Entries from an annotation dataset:

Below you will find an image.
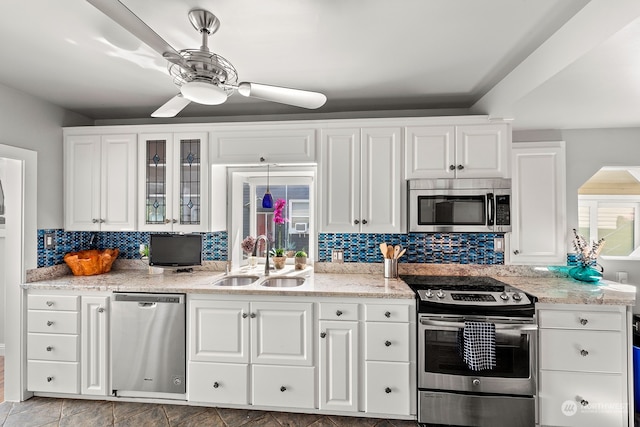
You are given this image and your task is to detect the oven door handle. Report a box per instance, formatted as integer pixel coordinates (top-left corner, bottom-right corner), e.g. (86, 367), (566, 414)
(420, 319), (538, 331)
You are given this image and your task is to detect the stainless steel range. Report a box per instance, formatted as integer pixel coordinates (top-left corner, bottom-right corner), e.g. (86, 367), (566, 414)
(401, 275), (538, 427)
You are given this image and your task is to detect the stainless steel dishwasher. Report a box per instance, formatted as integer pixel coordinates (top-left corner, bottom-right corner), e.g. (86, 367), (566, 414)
(111, 293), (186, 399)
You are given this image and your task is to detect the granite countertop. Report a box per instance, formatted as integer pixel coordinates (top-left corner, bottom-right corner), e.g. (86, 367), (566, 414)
(23, 263), (636, 306)
(23, 266), (415, 299)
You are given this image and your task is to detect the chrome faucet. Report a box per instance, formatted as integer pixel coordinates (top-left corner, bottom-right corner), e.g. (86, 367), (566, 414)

▶ _Instructions to follow_: Make an exact copy of the data above, pictures excluded.

▶ _Exercise result_:
Below you will find an image.
You are given this image and your task is to detect the oven door handle. Report a box per instance, formatted as integer pixel coordinates (top-left corner, bottom-right corner), e.g. (86, 367), (566, 414)
(420, 319), (538, 331)
You are given this image and your task is to detect the stainless steel range. Report a box per instance, formatted as integer pixel coordinates (top-left corner, bottom-right corner), e.g. (86, 367), (566, 414)
(401, 275), (538, 427)
You are given this image and your task is to detect the stainless steel dishwasher. Report a box per instance, formatted as integer pixel coordinates (top-left corner, bottom-right corner), e.g. (86, 367), (566, 414)
(111, 293), (186, 399)
You are given this image and your task is to detect the granite countertop. Report a box per instance, formatted as integer pixel coordinates (top-left corner, bottom-right corner), e.g. (86, 367), (566, 414)
(23, 263), (636, 306)
(23, 266), (415, 299)
You are given this image and your task is to detect the chrome faucet. Report a box per instance, formatted as integer pixel coordinates (top-left corner, bottom-right corner), e.g. (86, 367), (566, 414)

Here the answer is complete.